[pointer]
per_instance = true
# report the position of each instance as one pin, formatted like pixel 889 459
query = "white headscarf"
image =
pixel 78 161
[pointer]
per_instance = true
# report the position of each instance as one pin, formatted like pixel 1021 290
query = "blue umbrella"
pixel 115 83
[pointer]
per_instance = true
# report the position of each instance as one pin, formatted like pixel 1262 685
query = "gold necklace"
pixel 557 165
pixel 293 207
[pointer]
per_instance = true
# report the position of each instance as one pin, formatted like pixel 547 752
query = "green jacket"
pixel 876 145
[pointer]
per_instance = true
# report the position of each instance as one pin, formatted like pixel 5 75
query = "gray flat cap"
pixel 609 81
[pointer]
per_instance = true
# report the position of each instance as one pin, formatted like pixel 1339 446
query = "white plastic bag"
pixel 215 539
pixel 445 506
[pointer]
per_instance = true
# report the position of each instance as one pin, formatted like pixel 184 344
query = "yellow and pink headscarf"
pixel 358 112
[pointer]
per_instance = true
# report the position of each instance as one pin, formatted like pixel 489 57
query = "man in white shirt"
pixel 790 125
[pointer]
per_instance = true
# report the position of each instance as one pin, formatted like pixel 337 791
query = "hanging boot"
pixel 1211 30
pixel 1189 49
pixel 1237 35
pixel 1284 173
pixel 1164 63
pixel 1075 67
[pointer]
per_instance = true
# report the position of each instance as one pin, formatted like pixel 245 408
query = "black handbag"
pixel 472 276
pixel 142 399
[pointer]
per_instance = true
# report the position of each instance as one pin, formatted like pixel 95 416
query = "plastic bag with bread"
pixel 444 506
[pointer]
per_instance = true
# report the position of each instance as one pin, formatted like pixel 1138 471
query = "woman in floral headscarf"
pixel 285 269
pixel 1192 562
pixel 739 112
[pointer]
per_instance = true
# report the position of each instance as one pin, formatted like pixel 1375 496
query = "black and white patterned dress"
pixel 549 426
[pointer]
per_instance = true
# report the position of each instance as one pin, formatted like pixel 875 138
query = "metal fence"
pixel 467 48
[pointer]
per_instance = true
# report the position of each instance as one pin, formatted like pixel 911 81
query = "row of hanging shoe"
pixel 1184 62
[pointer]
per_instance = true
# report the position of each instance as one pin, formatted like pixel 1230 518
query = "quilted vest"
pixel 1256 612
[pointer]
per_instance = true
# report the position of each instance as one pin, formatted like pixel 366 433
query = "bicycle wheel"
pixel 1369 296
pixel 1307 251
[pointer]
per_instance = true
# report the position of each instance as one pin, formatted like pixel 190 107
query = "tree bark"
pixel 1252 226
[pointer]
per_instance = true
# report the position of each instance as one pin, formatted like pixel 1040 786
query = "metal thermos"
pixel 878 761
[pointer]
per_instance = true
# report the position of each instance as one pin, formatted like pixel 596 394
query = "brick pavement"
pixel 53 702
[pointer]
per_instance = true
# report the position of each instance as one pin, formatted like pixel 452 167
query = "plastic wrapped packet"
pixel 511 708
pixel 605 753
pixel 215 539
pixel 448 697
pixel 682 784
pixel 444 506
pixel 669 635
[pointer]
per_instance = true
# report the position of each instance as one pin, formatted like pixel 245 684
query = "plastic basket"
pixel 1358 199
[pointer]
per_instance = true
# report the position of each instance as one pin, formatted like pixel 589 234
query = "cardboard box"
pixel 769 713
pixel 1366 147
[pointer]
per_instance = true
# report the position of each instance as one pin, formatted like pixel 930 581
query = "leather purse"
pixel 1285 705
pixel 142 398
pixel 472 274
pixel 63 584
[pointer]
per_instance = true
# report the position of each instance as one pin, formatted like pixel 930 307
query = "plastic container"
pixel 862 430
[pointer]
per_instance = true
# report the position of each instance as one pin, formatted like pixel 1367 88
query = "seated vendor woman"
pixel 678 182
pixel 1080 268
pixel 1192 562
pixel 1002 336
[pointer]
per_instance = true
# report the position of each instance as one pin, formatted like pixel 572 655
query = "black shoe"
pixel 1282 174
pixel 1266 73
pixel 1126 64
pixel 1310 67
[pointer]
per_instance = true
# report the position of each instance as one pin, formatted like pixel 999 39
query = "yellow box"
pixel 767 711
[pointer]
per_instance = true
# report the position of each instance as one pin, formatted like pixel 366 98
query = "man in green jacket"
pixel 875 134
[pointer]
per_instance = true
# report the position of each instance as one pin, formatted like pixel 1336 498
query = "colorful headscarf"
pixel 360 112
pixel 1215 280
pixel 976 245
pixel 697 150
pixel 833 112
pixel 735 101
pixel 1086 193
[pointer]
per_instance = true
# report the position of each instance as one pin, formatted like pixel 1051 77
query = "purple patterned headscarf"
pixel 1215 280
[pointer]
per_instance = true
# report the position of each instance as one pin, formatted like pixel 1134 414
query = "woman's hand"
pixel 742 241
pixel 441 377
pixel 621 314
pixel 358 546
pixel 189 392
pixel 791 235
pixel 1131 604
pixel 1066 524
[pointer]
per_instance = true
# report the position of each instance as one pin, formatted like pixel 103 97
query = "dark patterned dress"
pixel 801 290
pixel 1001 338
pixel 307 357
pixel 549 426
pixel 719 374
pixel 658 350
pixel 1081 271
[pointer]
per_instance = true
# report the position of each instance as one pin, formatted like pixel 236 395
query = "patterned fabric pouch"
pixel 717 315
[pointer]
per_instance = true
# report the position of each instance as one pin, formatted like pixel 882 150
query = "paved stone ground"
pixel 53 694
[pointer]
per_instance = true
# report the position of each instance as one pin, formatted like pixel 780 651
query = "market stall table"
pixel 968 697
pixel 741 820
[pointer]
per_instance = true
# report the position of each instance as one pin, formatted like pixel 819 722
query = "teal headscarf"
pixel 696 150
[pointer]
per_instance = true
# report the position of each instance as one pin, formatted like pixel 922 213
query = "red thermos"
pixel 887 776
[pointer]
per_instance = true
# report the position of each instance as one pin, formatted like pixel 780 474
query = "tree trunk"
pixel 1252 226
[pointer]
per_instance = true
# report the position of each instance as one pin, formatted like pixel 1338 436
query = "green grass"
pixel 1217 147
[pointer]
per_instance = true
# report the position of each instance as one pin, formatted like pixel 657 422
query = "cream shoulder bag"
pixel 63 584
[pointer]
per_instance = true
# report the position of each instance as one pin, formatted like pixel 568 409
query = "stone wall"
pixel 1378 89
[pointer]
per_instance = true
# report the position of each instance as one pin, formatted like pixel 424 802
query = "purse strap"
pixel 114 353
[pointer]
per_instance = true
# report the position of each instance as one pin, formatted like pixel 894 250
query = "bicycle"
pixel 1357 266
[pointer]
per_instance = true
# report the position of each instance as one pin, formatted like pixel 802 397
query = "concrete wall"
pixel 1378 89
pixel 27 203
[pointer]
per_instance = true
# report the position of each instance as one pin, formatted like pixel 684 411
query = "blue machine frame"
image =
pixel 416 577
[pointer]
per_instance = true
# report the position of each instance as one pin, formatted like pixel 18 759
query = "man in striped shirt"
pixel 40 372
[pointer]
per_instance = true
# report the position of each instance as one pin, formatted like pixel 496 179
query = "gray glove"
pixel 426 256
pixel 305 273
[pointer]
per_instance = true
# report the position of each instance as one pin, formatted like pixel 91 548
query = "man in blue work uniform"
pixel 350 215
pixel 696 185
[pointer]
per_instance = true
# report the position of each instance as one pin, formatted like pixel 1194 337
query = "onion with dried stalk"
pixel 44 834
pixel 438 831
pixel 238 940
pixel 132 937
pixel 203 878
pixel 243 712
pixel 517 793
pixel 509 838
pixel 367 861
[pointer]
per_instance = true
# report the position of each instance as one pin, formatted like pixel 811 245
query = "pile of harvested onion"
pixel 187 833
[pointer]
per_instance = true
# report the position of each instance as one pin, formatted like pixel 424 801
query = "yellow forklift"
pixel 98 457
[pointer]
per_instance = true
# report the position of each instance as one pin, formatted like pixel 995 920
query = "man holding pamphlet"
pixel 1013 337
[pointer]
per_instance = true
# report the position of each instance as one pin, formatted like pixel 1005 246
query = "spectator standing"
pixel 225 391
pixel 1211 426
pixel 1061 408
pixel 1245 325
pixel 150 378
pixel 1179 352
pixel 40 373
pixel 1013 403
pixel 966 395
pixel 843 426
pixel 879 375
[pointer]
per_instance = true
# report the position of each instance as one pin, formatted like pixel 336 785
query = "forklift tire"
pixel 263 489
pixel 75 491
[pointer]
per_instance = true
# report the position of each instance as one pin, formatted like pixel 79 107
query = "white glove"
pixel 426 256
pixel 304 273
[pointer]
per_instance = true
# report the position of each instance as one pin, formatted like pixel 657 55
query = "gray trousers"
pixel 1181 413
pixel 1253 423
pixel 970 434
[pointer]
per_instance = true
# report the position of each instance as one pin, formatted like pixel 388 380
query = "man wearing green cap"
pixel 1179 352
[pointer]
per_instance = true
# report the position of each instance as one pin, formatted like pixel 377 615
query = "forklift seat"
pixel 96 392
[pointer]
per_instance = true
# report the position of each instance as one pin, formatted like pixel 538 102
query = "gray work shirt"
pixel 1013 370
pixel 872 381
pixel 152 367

+++++

> _TASK TO COMPLETE_: Arrange the lines of the records, from the first line through the line containing "pixel 1075 67" inclusive, as a Markdown table with the columns "Row" and "Line". Number each line in Row, leave out blank lines, and include no other lines.

> _EXPECTED OUTPUT_:
| Row | Line |
|---|---|
| 1 | [pointer] |
| 2 | per_instance = true |
| 3 | # report the position of each instance as one pin, formatted like pixel 889 459 |
| 4 | query = "white headscarf" |
| 5 | image = |
| 6 | pixel 78 161 |
| 7 | [pointer] |
| 8 | per_instance = true |
| 9 | # report the position of each instance as one pin, formatted like pixel 1021 290 |
| 10 | query = "blue umbrella" |
| 11 | pixel 115 83 |
| 12 | [pointer] |
| 13 | per_instance = true |
| 14 | # report the position of each instance as one pin, formatted like pixel 1262 685 |
| 15 | query = "gold necklace" |
| 16 | pixel 557 165 |
| 17 | pixel 293 207 |
| 18 | [pointer] |
| 19 | per_instance = true |
| 20 | # report the position of each instance as one pin, formatted like pixel 547 752 |
| 21 | query = "green jacket" |
| 22 | pixel 876 145 |
| 23 | [pointer] |
| 24 | per_instance = true |
| 25 | # report the position of each instance as one pin, formatted like pixel 5 75 |
| 26 | query = "gray flat cap" |
| 27 | pixel 609 81 |
| 28 | [pointer] |
| 29 | per_instance = true |
| 30 | # report the position of each instance as one pin, formatted like pixel 1339 446 |
| 31 | query = "white plastic bag" |
| 32 | pixel 215 539 |
| 33 | pixel 445 506 |
| 34 | [pointer] |
| 35 | per_instance = true |
| 36 | # report the position of each instance as one pin, formatted like pixel 184 344 |
| 37 | query = "yellow and pink headscarf" |
| 38 | pixel 358 112 |
| 39 | [pointer] |
| 40 | per_instance = true |
| 41 | # report the position of each instance as one pin, formatted like pixel 489 57 |
| 42 | query = "man in white shirt" |
| 43 | pixel 790 125 |
| 44 | [pointer] |
| 45 | per_instance = true |
| 46 | # report the position of each instance as one pin, formatted like pixel 337 791 |
| 47 | query = "hanging boot" |
| 48 | pixel 1211 30 |
| 49 | pixel 1189 49 |
| 50 | pixel 1237 35 |
| 51 | pixel 1284 173 |
| 52 | pixel 1164 63 |
| 53 | pixel 1075 67 |